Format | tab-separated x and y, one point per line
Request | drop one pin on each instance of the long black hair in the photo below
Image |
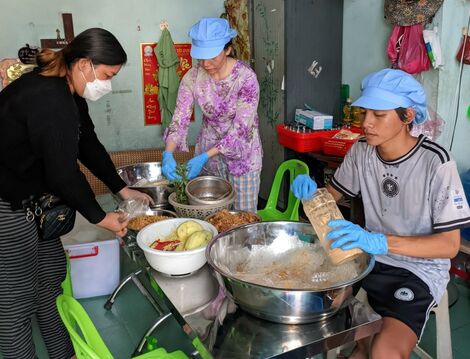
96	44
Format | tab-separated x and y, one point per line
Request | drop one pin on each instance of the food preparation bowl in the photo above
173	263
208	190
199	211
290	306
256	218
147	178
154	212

==

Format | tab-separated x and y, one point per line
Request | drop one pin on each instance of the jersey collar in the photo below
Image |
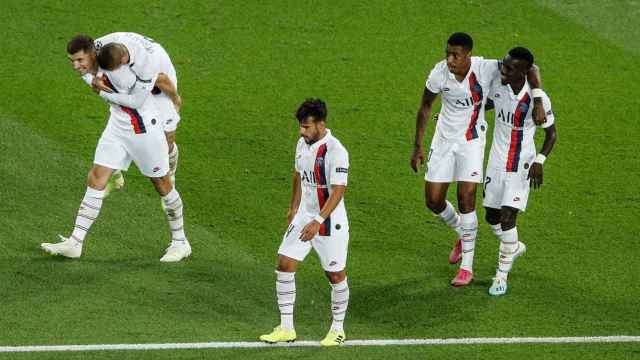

--

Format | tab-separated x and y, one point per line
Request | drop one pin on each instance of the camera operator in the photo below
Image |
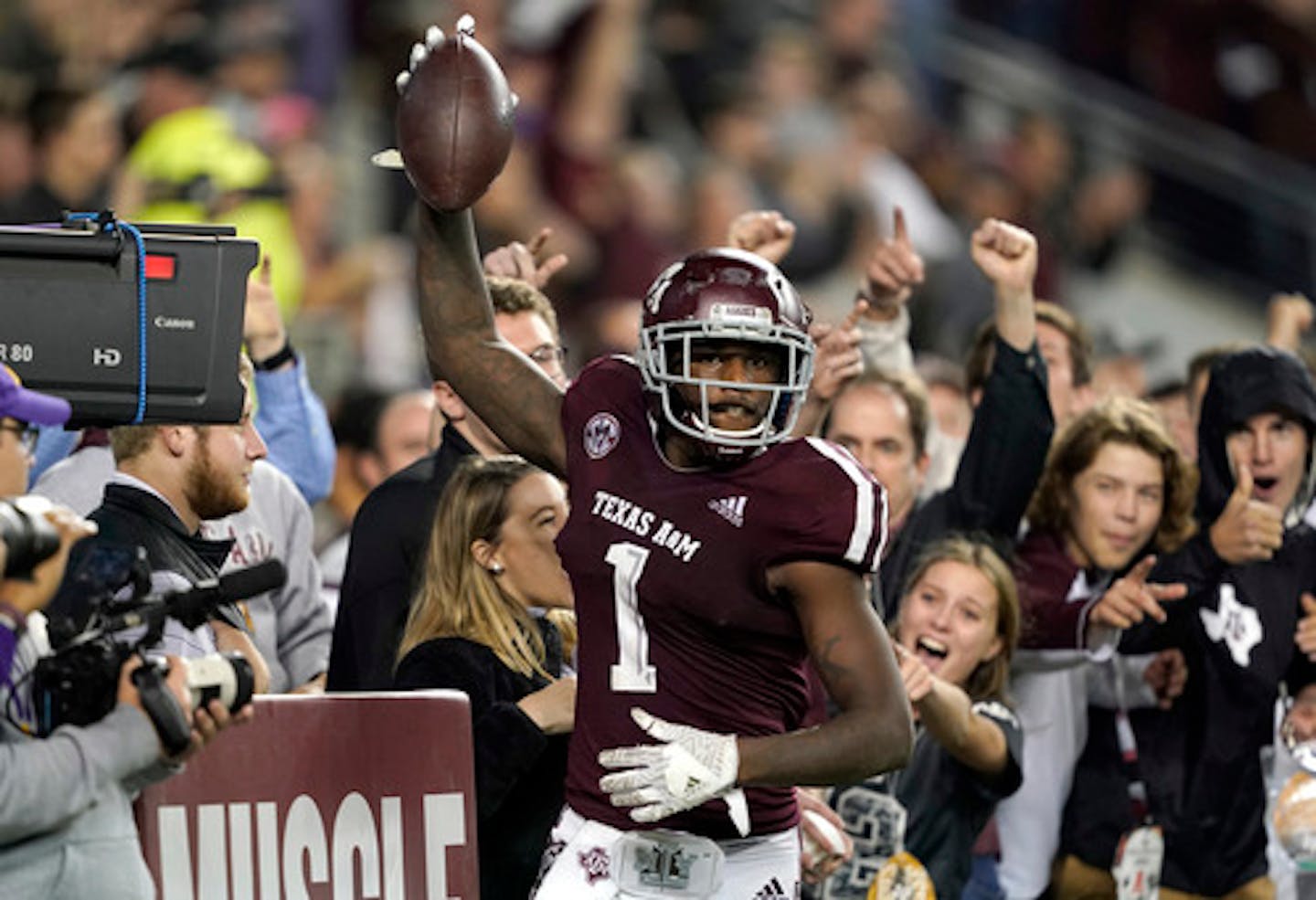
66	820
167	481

§ Exercise requirements:
How many lines in the entries above contain the string "instance"? Reply with the number alone.

§ Task solution:
4